Exercise instructions: Transcribe the following entries word for word. End with the line where "scan for: arched niche" appears.

══ Information

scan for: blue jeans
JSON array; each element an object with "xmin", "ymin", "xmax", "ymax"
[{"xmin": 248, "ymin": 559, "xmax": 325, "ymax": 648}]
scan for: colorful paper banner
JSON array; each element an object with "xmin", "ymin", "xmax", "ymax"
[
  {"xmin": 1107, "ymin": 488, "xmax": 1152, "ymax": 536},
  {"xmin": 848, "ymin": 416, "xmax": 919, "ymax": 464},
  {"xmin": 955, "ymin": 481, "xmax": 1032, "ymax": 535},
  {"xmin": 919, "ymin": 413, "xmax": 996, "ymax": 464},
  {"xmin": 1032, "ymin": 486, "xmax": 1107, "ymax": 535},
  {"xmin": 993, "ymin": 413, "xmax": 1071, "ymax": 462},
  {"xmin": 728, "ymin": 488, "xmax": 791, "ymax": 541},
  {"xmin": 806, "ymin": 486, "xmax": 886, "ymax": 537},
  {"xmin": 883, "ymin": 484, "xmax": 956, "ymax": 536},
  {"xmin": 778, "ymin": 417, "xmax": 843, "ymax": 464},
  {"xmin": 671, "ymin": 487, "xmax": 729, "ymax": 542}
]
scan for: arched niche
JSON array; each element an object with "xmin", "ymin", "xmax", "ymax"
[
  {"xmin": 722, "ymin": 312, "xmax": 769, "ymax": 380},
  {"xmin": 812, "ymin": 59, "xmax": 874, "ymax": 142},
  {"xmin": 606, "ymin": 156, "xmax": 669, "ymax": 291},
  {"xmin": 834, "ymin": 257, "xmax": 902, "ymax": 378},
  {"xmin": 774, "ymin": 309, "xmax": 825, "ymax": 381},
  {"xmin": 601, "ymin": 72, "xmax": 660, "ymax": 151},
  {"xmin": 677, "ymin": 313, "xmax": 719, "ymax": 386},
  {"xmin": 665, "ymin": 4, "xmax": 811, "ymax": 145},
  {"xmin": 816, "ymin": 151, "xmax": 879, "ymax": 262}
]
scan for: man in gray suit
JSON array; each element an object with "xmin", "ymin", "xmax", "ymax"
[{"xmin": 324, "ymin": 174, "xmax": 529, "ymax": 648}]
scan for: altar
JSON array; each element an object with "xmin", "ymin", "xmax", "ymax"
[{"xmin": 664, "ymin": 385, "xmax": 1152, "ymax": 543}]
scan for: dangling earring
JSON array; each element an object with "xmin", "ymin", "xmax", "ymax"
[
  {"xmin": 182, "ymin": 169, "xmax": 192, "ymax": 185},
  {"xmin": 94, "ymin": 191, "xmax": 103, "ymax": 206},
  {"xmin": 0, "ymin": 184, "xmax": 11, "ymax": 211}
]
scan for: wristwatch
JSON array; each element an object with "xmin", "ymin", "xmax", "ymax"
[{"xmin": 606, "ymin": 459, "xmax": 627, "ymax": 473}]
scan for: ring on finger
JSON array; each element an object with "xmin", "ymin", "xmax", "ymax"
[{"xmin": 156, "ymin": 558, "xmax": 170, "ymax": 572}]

════

Result:
scan for: blue jeans
JSON array; each element an object with "xmin", "ymin", "xmax", "ymax"
[{"xmin": 248, "ymin": 559, "xmax": 325, "ymax": 648}]
scan for: colorful paper banner
JSON array; each element an object with "xmin", "ymin", "xmax", "ymax"
[
  {"xmin": 1107, "ymin": 488, "xmax": 1152, "ymax": 536},
  {"xmin": 848, "ymin": 416, "xmax": 919, "ymax": 464},
  {"xmin": 955, "ymin": 481, "xmax": 1032, "ymax": 535},
  {"xmin": 919, "ymin": 413, "xmax": 996, "ymax": 464},
  {"xmin": 1032, "ymin": 486, "xmax": 1107, "ymax": 535},
  {"xmin": 993, "ymin": 413, "xmax": 1071, "ymax": 462},
  {"xmin": 728, "ymin": 488, "xmax": 791, "ymax": 541},
  {"xmin": 806, "ymin": 486, "xmax": 886, "ymax": 537},
  {"xmin": 883, "ymin": 484, "xmax": 956, "ymax": 536},
  {"xmin": 778, "ymin": 417, "xmax": 843, "ymax": 464},
  {"xmin": 671, "ymin": 487, "xmax": 729, "ymax": 542}
]
scan for: arched niche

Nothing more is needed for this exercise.